→ **Exercise objective**: Copy out the entries below exactly as they stand, but only from the line containing "the dark hijab" through the line containing "Thank you for the photo. Could you point to the water".

** Opening Information supplied block **

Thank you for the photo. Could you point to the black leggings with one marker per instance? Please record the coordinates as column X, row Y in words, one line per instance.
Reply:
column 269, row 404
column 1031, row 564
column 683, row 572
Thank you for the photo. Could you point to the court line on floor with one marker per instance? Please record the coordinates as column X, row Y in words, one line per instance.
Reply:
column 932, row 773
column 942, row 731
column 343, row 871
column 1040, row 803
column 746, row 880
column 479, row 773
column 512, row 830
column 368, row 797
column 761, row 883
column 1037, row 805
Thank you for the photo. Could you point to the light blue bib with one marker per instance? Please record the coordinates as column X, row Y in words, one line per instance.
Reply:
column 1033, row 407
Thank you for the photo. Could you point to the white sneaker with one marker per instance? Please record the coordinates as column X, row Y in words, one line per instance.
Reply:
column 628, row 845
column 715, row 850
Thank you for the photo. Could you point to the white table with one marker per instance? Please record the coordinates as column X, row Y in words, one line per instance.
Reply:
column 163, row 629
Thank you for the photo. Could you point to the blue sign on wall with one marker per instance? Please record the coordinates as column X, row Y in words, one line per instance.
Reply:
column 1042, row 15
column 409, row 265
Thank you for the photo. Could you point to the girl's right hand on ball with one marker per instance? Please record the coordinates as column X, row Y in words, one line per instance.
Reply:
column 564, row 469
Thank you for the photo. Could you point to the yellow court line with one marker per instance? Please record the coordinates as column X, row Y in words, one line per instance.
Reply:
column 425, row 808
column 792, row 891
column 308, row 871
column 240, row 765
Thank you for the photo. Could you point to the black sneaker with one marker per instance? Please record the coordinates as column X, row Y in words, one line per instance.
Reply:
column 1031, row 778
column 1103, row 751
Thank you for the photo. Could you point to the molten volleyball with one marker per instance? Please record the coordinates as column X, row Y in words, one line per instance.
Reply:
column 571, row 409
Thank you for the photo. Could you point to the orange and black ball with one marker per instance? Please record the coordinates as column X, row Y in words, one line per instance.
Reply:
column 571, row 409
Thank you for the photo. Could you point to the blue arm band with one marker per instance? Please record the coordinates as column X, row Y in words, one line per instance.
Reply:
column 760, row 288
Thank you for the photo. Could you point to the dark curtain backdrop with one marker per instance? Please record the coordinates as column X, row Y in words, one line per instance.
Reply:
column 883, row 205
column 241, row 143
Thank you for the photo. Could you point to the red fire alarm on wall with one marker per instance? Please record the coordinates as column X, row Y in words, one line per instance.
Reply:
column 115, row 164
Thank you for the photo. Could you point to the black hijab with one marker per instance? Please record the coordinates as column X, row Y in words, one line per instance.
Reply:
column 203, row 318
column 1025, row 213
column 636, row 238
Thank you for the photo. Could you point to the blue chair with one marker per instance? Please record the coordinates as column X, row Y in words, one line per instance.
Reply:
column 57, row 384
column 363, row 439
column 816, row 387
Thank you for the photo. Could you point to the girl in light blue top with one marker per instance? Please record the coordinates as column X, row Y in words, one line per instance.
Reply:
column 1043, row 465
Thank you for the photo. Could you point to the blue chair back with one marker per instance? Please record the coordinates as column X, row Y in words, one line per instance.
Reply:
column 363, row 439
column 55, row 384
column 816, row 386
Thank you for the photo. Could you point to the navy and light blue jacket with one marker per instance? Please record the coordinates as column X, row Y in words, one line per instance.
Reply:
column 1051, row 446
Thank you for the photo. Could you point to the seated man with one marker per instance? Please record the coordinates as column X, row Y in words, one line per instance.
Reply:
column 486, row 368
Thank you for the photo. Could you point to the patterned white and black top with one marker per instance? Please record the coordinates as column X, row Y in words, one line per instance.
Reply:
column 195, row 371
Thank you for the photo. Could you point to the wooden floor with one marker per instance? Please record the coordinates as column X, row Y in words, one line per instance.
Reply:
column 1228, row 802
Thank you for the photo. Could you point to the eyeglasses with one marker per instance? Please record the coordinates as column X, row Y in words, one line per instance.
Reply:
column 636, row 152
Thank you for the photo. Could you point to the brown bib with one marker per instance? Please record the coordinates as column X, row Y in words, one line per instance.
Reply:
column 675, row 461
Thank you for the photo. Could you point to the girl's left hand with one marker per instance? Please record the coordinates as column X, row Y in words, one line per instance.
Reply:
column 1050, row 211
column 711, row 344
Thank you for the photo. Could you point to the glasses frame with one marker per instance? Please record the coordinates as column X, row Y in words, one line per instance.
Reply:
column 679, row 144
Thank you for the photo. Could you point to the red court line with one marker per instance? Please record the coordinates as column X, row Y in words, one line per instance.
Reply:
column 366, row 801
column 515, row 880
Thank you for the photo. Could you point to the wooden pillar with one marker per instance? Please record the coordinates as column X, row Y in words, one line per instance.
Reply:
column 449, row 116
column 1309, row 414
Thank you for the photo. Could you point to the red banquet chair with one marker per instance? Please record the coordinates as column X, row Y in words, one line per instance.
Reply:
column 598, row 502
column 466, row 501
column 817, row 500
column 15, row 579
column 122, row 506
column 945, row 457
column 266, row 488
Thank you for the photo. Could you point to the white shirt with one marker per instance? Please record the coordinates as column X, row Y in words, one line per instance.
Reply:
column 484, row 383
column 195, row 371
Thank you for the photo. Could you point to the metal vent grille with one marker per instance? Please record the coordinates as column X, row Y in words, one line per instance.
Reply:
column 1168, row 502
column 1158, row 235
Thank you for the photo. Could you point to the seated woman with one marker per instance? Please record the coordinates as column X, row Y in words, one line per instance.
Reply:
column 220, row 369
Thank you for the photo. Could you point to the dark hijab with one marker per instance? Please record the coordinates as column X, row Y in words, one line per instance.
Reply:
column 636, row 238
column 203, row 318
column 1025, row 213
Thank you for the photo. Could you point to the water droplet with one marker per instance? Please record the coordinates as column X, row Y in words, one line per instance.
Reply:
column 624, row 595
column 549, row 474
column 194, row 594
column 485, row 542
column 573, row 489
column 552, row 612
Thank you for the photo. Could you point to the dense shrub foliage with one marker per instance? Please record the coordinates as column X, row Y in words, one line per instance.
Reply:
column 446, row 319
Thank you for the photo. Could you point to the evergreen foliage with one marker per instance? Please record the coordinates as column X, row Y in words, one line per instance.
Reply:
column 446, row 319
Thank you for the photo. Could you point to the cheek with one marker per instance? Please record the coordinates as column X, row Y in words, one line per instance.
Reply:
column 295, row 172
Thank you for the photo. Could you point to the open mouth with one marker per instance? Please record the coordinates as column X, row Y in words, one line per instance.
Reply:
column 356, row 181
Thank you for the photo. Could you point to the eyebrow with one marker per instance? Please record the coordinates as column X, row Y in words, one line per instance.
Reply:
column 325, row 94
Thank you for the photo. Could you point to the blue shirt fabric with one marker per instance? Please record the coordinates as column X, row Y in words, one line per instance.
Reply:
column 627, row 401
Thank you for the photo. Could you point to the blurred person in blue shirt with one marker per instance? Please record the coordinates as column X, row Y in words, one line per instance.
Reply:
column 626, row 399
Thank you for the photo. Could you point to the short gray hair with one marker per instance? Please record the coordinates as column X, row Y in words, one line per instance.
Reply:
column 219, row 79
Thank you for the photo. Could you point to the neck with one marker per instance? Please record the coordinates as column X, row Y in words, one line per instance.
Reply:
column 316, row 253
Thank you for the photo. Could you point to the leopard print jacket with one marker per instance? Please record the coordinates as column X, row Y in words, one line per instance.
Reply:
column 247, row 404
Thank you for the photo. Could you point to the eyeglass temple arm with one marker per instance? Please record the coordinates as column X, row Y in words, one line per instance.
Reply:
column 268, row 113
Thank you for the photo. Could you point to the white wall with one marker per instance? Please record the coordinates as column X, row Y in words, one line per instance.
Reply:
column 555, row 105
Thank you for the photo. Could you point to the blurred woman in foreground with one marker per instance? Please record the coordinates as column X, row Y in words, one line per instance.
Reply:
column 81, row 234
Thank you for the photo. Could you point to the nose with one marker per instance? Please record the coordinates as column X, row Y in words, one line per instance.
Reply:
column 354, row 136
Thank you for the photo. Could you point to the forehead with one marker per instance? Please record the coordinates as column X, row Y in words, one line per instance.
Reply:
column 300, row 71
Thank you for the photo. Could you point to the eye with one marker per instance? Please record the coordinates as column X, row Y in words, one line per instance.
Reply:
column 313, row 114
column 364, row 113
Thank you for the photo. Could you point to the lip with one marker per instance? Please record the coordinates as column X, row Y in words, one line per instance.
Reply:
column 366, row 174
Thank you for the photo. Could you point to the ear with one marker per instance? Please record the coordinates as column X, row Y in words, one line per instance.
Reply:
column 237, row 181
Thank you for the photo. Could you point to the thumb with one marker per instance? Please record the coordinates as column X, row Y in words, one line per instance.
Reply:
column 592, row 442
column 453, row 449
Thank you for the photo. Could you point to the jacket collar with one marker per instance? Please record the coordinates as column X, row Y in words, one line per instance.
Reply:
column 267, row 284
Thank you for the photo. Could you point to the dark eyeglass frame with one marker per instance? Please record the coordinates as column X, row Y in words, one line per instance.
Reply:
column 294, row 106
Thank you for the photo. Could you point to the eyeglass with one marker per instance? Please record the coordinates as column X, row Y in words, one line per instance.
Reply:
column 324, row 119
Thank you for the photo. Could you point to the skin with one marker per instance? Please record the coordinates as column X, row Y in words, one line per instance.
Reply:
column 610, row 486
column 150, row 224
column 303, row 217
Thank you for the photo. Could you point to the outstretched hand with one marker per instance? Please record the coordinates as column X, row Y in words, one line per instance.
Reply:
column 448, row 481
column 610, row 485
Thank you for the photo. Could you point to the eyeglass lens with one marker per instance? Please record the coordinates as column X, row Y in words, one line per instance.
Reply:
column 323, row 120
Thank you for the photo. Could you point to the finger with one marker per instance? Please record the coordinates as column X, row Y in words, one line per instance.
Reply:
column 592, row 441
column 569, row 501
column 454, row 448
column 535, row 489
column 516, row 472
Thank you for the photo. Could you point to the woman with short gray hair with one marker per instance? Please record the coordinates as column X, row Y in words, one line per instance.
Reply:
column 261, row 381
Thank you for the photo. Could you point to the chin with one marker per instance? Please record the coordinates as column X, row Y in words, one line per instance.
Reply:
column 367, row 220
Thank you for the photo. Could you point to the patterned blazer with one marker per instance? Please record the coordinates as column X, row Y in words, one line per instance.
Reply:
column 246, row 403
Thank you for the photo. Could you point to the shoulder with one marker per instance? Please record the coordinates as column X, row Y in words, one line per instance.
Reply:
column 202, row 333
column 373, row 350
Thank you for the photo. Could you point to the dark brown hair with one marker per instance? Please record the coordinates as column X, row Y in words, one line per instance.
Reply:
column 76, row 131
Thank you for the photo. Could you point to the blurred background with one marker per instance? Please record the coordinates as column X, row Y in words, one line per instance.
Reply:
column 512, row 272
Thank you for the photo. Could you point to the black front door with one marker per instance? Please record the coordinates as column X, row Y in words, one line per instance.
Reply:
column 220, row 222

** Closing Information supplied block **

→ **Exercise response**:
Thank you for the photo. Could you point to the dark hijab with one marker per instance? Please record the coordinates as column X, row Y in words, one line per instance.
Reply:
column 636, row 238
column 203, row 318
column 1025, row 213
Thank you for the photo. Could you point to the water droplet with one marker per instance? Please record the coordinates as column X, row Y in words, one line per instance.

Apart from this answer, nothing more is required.